§ **Task statement**:
Give every line of the data again, exactly.

§ **Given data**:
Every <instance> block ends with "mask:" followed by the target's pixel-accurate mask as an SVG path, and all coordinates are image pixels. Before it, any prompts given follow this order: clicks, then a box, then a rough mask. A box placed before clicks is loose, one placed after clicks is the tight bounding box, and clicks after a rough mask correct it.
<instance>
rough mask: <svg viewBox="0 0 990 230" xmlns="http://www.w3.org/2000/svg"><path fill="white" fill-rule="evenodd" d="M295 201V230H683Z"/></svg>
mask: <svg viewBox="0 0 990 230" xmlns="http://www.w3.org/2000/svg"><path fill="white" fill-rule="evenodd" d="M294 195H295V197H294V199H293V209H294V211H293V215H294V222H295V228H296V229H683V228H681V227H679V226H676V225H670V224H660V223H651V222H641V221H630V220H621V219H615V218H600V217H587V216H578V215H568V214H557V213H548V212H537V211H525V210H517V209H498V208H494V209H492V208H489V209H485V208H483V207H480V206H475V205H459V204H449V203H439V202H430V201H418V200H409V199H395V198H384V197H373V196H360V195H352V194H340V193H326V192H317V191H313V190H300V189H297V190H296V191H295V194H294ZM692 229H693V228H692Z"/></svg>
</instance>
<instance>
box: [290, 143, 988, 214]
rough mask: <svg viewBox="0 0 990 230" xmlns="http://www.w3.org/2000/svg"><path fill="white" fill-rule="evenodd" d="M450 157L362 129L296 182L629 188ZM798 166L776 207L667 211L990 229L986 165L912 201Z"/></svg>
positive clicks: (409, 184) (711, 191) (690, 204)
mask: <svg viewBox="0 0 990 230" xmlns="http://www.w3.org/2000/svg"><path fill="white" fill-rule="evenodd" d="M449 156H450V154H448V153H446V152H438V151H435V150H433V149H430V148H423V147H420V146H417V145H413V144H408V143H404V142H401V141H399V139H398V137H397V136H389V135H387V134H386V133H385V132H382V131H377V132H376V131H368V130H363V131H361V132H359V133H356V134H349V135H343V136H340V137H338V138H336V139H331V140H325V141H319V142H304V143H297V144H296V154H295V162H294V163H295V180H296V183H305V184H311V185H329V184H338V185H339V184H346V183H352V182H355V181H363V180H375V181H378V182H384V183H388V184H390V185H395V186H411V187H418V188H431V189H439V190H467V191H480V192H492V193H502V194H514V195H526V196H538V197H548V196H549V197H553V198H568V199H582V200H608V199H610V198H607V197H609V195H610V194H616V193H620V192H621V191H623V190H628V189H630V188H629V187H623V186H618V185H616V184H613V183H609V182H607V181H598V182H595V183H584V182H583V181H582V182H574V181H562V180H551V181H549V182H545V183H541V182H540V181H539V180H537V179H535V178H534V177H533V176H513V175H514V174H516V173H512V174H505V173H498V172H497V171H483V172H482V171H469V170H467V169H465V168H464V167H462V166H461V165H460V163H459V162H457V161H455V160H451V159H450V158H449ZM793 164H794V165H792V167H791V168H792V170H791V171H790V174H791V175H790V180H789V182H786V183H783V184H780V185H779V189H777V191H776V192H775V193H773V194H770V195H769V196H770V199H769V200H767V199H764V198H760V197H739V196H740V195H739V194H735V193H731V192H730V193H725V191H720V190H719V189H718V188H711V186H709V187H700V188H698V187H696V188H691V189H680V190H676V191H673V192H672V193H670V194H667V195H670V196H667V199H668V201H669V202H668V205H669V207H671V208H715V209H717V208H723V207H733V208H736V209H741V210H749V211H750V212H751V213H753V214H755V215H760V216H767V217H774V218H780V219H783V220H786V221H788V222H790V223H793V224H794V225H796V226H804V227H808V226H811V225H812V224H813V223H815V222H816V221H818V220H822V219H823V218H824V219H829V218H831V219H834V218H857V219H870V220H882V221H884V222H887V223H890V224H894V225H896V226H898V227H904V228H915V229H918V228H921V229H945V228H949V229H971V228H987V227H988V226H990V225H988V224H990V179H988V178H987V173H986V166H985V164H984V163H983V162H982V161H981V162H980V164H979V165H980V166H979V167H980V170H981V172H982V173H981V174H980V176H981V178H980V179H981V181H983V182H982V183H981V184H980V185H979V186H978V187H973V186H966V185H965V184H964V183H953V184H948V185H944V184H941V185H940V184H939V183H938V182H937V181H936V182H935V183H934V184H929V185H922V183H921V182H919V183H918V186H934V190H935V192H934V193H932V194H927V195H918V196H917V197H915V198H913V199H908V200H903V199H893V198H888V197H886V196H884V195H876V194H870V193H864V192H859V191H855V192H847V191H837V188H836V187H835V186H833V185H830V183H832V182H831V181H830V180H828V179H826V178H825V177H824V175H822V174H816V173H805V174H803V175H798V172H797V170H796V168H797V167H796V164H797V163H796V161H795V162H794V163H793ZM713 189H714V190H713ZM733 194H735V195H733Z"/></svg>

§ **Problem solution**:
Every <instance> block ends with "mask:" followed by the target's pixel-accurate mask as an SVG path, and all coordinates are image pixels. Before it, any prompts given follow this order: clicks, then a box, then a rough mask. A box placed before clicks is loose, one placed after clicks is the tight bounding box, and clicks after a rough mask correct it.
<instance>
rough mask: <svg viewBox="0 0 990 230" xmlns="http://www.w3.org/2000/svg"><path fill="white" fill-rule="evenodd" d="M295 201V230H683Z"/></svg>
mask: <svg viewBox="0 0 990 230" xmlns="http://www.w3.org/2000/svg"><path fill="white" fill-rule="evenodd" d="M294 195H295V197H294V199H293V209H294V211H293V215H294V222H295V228H296V229H683V228H681V227H679V226H676V225H670V224H660V223H651V222H641V221H630V220H621V219H615V218H600V217H587V216H578V215H568V214H557V213H548V212H537V211H525V210H517V209H498V208H494V209H492V208H489V209H485V208H483V207H480V206H475V205H459V204H449V203H439V202H430V201H418V200H409V199H395V198H384V197H373V196H360V195H352V194H340V193H326V192H317V191H313V190H300V189H297V190H296V191H295V194H294ZM692 229H693V228H692Z"/></svg>
</instance>
<instance>
box: [290, 143, 988, 214]
rough mask: <svg viewBox="0 0 990 230" xmlns="http://www.w3.org/2000/svg"><path fill="white" fill-rule="evenodd" d="M450 157L362 129L296 182L629 188ZM798 166L776 207L667 211L990 229L986 165L912 201Z"/></svg>
positive clicks: (409, 184) (711, 191) (690, 204)
mask: <svg viewBox="0 0 990 230" xmlns="http://www.w3.org/2000/svg"><path fill="white" fill-rule="evenodd" d="M449 156H450V154H448V153H446V152H438V151H435V150H433V149H430V148H423V147H420V146H417V145H413V144H408V143H404V142H401V141H399V139H398V137H397V136H389V135H387V134H386V133H385V132H382V131H377V132H376V131H368V130H363V131H361V132H359V133H356V134H349V135H343V136H340V137H338V138H336V139H331V140H325V141H319V142H304V143H297V144H296V154H295V162H294V163H295V180H296V183H305V184H311V185H329V184H338V185H339V184H346V183H352V182H355V181H363V180H375V181H378V182H384V183H388V184H390V185H395V186H411V187H418V188H431V189H439V190H467V191H480V192H492V193H502V194H514V195H526V196H538V197H548V196H549V197H553V198H568V199H582V200H608V199H610V198H607V197H609V195H610V194H616V193H620V192H621V191H623V190H628V189H630V188H629V187H623V186H618V185H616V184H613V183H609V182H607V181H598V182H595V183H584V182H583V181H582V182H574V181H562V180H551V181H549V182H545V183H541V182H540V181H539V180H537V179H535V178H534V177H533V176H513V175H514V174H516V173H512V174H505V173H498V172H497V171H483V172H482V171H469V170H467V169H465V168H464V167H462V166H461V165H460V163H459V162H457V161H455V160H451V159H450V158H449ZM793 164H794V165H792V167H791V168H792V170H791V171H790V174H791V175H790V180H789V182H786V183H783V184H780V185H779V189H777V191H776V192H775V193H773V194H770V195H769V196H770V199H769V200H767V199H764V198H760V197H739V196H740V195H739V194H735V193H731V192H730V193H725V191H720V190H719V189H718V188H711V186H709V187H700V188H698V187H696V188H691V189H680V190H676V191H673V192H672V193H670V194H667V195H670V196H667V199H668V201H669V202H668V205H669V207H671V208H715V209H717V208H723V207H733V208H736V209H741V210H749V211H750V212H751V213H753V214H755V215H760V216H767V217H774V218H780V219H783V220H786V221H788V222H790V223H793V224H794V225H796V226H804V227H808V226H811V225H812V224H813V223H815V222H816V221H818V220H822V219H823V218H824V219H829V218H831V219H834V218H857V219H870V220H882V221H884V222H887V223H890V224H894V225H896V226H898V227H904V228H915V229H918V228H921V229H945V228H949V229H971V228H987V227H988V226H990V225H988V224H990V179H988V178H987V173H986V166H985V164H984V163H983V162H982V161H981V162H980V164H979V165H980V166H979V167H980V170H981V172H982V173H981V174H980V176H981V178H980V179H981V181H983V182H982V183H981V184H980V185H979V186H978V187H973V186H966V185H965V184H964V183H953V184H948V185H944V184H941V185H940V184H939V183H938V182H937V181H936V182H935V183H934V184H929V185H922V183H921V182H919V183H918V186H934V190H935V192H934V193H932V194H927V195H918V196H917V197H915V198H913V199H908V200H903V199H893V198H888V197H886V196H884V195H876V194H870V193H864V192H859V191H855V192H847V191H837V188H836V187H835V186H833V185H830V183H832V182H831V181H830V180H828V179H826V178H825V177H824V175H822V174H816V173H805V174H803V175H798V172H797V170H796V168H797V167H796V164H797V163H796V161H795V162H794V163H793ZM713 189H714V190H713ZM733 194H735V195H733Z"/></svg>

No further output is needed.